## BEGIN Information provided

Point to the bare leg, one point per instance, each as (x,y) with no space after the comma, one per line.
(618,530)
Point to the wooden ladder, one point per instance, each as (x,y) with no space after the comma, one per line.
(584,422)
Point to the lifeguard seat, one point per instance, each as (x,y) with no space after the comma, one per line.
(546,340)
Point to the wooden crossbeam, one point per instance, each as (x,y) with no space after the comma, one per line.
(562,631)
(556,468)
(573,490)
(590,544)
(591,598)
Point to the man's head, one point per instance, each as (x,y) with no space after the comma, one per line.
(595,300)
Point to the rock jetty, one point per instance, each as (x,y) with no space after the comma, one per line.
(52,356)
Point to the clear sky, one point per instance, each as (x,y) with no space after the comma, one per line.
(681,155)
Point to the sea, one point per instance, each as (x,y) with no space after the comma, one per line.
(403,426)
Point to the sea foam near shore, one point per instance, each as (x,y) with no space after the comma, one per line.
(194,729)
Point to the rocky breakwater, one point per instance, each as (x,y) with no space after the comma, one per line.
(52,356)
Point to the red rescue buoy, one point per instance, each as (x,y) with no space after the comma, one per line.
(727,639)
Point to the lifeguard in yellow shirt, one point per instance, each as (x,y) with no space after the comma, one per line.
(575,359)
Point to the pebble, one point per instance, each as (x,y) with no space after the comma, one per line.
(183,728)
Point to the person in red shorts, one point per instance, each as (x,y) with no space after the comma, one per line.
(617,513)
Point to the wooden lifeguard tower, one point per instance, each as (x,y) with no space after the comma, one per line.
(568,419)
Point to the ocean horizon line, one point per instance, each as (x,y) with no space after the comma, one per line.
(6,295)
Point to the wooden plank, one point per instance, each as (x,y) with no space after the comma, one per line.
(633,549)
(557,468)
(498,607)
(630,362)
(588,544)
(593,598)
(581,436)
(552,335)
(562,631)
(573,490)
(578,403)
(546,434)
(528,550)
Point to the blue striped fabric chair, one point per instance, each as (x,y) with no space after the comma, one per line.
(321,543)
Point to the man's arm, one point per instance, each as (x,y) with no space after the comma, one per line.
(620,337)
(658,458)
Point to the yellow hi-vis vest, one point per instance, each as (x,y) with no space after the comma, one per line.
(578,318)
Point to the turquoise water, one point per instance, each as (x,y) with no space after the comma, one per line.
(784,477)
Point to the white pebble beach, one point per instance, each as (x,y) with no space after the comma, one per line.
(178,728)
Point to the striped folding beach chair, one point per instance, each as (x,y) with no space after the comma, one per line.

## END Information provided

Your objective: Update the stretch of the listing from the line containing "Point to the man's arm, one" through the end of the listing by replacing "turquoise water" with "blue-green water", leaving everything else unchanged. Give only those updated lines.

Written solution:
Point to the man's arm, one point per instance, each as (x,y) with no space after the comma, one per line.
(620,337)
(658,458)
Point to the yellow hi-vis vest, one point per instance, each as (x,y) with no space after the comma, one per line.
(578,318)
Point to the blue-green water, one point per instance, each as (x,y) with no space after the comma, one per line.
(784,477)
Point to the white pebble beach, one point per instance, each as (x,y) with no space after the comma, one per line.
(178,728)
Point to the striped folding beach chair, one point per instance, each as (x,y) with no space after the comma, one per line.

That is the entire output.